- WORK TO BE COMPLETED: Print exactly the lines from the line with "Mark each instance of the round" to the last line of the data, please, both included.
[start]
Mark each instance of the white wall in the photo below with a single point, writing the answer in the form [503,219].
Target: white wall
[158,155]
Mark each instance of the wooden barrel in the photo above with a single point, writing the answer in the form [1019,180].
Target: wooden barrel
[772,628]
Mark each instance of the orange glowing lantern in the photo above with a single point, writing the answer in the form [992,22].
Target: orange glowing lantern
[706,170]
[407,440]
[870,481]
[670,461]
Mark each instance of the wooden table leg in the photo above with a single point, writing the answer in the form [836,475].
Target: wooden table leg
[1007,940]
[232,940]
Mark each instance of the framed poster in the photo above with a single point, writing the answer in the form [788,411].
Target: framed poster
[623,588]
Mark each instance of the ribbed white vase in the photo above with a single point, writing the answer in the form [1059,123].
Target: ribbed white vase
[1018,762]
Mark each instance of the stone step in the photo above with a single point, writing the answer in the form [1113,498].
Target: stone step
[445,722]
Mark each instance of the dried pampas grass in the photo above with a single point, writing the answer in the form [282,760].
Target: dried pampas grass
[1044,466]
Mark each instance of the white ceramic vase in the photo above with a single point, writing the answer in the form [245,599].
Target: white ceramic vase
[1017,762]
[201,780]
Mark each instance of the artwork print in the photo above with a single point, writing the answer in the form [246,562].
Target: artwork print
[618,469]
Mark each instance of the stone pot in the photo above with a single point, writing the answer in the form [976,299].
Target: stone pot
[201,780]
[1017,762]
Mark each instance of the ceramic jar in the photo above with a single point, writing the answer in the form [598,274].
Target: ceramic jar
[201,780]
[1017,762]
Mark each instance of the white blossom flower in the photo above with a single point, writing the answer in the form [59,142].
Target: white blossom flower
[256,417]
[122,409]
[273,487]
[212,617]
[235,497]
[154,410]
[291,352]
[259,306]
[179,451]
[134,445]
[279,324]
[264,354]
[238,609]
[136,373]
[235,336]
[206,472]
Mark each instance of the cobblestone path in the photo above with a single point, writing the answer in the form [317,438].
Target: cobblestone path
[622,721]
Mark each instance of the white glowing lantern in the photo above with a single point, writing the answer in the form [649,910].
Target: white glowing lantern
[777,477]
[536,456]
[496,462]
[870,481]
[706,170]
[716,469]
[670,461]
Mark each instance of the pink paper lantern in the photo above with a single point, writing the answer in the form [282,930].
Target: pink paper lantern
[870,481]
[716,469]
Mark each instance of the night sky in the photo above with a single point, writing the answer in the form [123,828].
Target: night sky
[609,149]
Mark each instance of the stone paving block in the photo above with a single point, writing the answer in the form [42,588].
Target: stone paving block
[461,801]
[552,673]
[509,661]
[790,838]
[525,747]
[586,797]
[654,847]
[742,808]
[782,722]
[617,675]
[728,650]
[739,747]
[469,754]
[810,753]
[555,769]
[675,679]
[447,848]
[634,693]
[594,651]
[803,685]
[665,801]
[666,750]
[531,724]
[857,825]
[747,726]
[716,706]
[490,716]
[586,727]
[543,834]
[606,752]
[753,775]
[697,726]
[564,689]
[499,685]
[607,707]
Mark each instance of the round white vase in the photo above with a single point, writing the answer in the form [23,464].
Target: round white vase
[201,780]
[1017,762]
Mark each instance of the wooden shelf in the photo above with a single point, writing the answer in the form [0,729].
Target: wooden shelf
[end]
- RESPONSE:
Mark each instance of the round white vase in the photo above with a single point, writing the answer in the form [23,464].
Target: round white vase
[201,780]
[1017,762]
Mark each instance of the wooden shelf in the photo above with a single point, writing the answer in the form [0,729].
Target: wooden shelf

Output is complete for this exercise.